_Source text:_
____________________

The automatic registration approach sketched above [33] has been tested on many complex scanning campaigns (where each range map is usually affected by noise, artifacts, and holes). An example concerning a bas-relief is shown in Figure 3.8, whose approximate length is 2.5 meters. In this case two raster-scan (snake-like) stripes were acquired and processed, for a total of 117 meshes (about 45.5M vertices). The overall automatic alignment requires usually much less than the raw scanning time and it is therefore sufficiently fast to run in background during the acquisition, processing all the scans in sequence as soon as they are produced.

Solutions similar to the ones presented in this subsection are unfortunately still not provided by commercial software; inclusion of automatic alignment would speed up the processing of scanned data, reducing the manpower required and the overall costs.

Enhancing Incomplete Surface Sampling

According to 3D scanning experience, obtaining a complete sampling of a complex artifact surface is often impossible [31]. Various are the reasons why we usually end up with an incomplete scan: presence of self-obstructing surfaces; presence of small cavities or folds; sections of the surface which are not cooperative with respect to the optical scanning technology adopted (highly reflective materials like polished metals, transparent components such as glass or gems, surfaces which do not reflect the emitted light probe, etc). In all those cases, we have to decide if the model has to be completed or if we have to keep it incomplete. In the CH domain we are usually asked to produce models which should contain only sampled geometry, i.e., the use of software solutions which fill up the gaps is not allowed. On the other hand, incomplete digital models perform very poor in visualization, since the holes usually attract the observer’s attention much more than the other clean parts. Clean sampled surfaces are therefore needed for visualization, obtained by closing all the gaps with plausible surface patches. A very nice extension to available data formats would be an attribute that could allow us to differentiate between sampled and interpolated geometry (a sort of confidence value assigned to each geometric element), making it possible to make visually evident those two different data components. This would be an interesting addition to provenance data encoding.

Gaps filling can be obtained by two orthogonal approaches: volumetric and surface oriented. In the first case the holes can be filled:

•    At reconstruction time, for example by enhancing volumetric reconstruction approaches based on a discrete distance field with a diffusion process which extends the distance field in regions not covered by scanned samples [37] or by adopting methods based on the Poisson reconstruction formulation [38];

•    After the reconstruction, by putting the model in a volumetric grid and devising solutions able to produce a watertight surface [39, 40].

Unfortunately, these approaches make it very hard to differentiate sampled and interpolated geometry. Moreover, methods based on volumetric diffusion are very complicated to use because steering the diffusion process to obtain a plausible completion surface is not easy; a time-consuming trial and error process is usually needed to find the parameters best fitting a given dataset. Poisson-based reconstruction is more frequently used, due to ease of use and free availability (both as source code distributed by authors and as a feature available in open source tools, e.g., MeshLab [41]).

____________________

_Extracted entries:_
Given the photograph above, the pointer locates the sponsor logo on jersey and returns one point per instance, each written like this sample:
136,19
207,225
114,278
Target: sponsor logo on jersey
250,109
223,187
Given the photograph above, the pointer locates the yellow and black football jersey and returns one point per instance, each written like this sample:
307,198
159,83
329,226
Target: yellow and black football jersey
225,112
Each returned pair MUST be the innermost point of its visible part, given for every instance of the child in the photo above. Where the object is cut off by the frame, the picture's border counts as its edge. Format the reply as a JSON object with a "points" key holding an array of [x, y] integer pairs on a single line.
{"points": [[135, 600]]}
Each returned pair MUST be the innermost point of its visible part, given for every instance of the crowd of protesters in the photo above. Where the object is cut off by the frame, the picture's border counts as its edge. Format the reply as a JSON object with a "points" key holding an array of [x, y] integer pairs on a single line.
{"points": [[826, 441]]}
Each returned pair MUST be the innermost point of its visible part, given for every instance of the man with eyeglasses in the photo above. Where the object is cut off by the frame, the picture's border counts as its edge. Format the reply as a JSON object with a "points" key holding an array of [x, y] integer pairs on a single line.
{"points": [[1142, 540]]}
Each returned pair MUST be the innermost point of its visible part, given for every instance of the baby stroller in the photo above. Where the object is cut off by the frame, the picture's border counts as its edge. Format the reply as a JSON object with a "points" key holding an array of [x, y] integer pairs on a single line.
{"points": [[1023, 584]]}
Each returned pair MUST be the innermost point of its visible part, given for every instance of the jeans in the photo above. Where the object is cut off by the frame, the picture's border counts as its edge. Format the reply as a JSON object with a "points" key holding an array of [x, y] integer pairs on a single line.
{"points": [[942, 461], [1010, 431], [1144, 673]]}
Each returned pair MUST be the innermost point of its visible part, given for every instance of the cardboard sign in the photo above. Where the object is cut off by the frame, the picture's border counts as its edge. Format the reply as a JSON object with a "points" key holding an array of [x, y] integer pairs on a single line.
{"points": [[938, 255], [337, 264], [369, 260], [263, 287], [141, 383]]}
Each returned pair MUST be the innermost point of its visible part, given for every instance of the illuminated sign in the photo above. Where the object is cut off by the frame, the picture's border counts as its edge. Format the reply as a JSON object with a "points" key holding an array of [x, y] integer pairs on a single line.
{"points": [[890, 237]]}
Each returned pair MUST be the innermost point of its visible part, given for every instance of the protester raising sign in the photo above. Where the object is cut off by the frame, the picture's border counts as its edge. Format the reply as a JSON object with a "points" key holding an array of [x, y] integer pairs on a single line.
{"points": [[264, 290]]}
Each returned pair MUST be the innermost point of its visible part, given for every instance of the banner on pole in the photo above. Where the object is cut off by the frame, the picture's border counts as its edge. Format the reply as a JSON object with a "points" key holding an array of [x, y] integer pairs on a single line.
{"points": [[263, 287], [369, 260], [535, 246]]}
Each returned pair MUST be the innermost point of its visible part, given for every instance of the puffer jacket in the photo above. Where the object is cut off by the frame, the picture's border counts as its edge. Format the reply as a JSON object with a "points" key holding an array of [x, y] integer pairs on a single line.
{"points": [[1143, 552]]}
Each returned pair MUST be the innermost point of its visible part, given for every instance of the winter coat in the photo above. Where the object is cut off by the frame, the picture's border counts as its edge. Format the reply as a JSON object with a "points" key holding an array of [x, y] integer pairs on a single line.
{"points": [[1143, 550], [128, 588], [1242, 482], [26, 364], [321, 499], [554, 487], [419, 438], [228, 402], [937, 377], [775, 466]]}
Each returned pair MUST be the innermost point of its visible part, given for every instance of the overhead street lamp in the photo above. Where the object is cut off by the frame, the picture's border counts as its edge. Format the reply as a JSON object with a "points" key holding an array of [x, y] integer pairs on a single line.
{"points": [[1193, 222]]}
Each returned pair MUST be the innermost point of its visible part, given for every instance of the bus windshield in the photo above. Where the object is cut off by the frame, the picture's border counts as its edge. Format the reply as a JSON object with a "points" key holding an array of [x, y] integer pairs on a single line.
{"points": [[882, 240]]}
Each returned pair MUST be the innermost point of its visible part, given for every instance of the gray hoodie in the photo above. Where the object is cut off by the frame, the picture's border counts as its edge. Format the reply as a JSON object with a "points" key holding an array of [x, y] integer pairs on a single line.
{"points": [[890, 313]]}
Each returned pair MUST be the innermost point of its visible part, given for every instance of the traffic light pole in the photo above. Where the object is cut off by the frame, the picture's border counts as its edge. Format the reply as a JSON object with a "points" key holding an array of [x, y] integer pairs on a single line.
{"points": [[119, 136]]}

____________________

_Short exercise 1:_
For each statement below, say whether it agrees with the 3D scanning text. Answer yes or no, and quote the words from the text that decide it.
(a) The bas-relief example was made up of 117 meshes.
(b) Commercial software already includes automatic alignment.
(c) Poisson-based reconstruction is used less often than volumetric diffusion methods.
_Short exercise 2:_
Rewrite everything in the 3D scanning text from "Gaps filling can" down to "surface [39, 40].", swapping "watertight" for "closed".
_Short exercise 3:_
Extend the 3D scanning text, starting right after its last sentence.

_Task answer 1:_
(a) Yes: "for a total of 117 meshes (about 45.5M vertices)"
(b) No: "are unfortunately still not provided by commercial software"
(c) No: "Poisson-based reconstruction is more frequently used"

_Task answer 2:_
Gaps filling can be obtained by two orthogonal approaches: volumetric and surface oriented. In the first case the holes can be filled:

•    At reconstruction time, for example by enhancing volumetric reconstruction approaches based on a discrete distance field with a diffusion process which extends the distance field in regions not covered by scanned samples [37] or by adopting methods based on the Poisson reconstruction formulation [38];

•    After the reconstruction, by putting the model in a volumetric grid and devising solutions able to produce a closed surface [39, 40].

_Task answer 3:_
On the other hand, geometric processing solutions can be devised to detect and fill unsampled regions. Accordingly, surface-oriented approaches try to detect and close holes preserving triangle shape and curvature [42, 43]. The problem is not simple because we need geometrically robust solutions, able to close any gap with a surface patch which should share curvature continuity with respect to the surface regions adjacent to the open border. Some issues are the necessity to deal with self-intersections and isles, the algorithm speed and robustness, and the difficulty in creating fully automatic but reliable methods. Moreover, in some cases a basic concept of curvature continuity is not enough, since a missing region can contain surface features (such as a given texture or a carved detail) that we may want to reproduce in a way conforming with adjacent regions. So called surface inpainting methods have been proposed to support intelligent cut and paste of surface detail from one completely sampled region to a partially sampled region [44, 45].

Color Sampling and Processing

There are many application domains which require not just shape sampling, but also accurate acquisition and management of color data. Sophisticated approaches for sampling the surface reflection characteristics have been proposed (e.g., generic BRFD sampling [30] or technologies for the acquisition of the reflectance of human faces [46, 47]). In some cases, those approaches are unfortunately too complicated to be massively applied in all those fields where we do not have the pleasure to work in controlled lab conditions, as it is the case of CH digitizations (usually performed in crowded museums and under a not proper illumination setup). Let’s describe first the easier approach to gathering color data and then how those data can be encoded in digital models. At the end of the section, we will review the other more sophisticated approaches to gathering samples of the surface reflection properties.

Basic Acquisition of Color Data

The basic approach, acquiring just the so-called apparent color and mapping those samples to the 3D model, is still widely used in most of the practical cases. A series of pictures can be taken with a digital camera, trying to avoid shadows and highlights by taking them under a favorable lighting setup; these photographs are then stitched onto the surface of the object. However, even in this simpler case, the processing needed to build a plausible texture is not straightforward [48]. Naive mapping of apparent color on the mesh can produce severe discontinuities that are due to the varying illumination conditions of the surface sampled by the photos (perceived color depends on specific illumination and direction of the viewer in the instant the photo is shot). Many different approaches have been proposed to reduce the aliasing and to produce seamless color mapping; we cite here only some representative papers: using the range intensities produced by some active optical scanning devices to correct the color information [49]; detecting and removing cast shadows [50], which are usually a major problem in color acquisition in outdoor scenes; devising methods for computing the inverse illumination (i.e., recovering approximate surface reflectance from a sampling of the real surface under known illumination conditions [51,52].)

Recovering Camera Parameters

A basic problem in managing color information is how to register the images with the geometric data in a time-efficient way. Once intrinsic (focal length and distortion of the camera lenses) and extrinsic parameters (view specifications) have been computed for each image by registering it onto the geometric model, many approaches exist to map the color info on the 3D model, based on mesh parameterization or color-per-vertex encoding. The bottleneck in the color pipeline is the image-to-geometry registration phase, a complicated time-consuming phase which requires substantial intervention of a human operator since the current approach is based on the selection of several corresponding point pairs which link each 2D image to the 3D mesh [53].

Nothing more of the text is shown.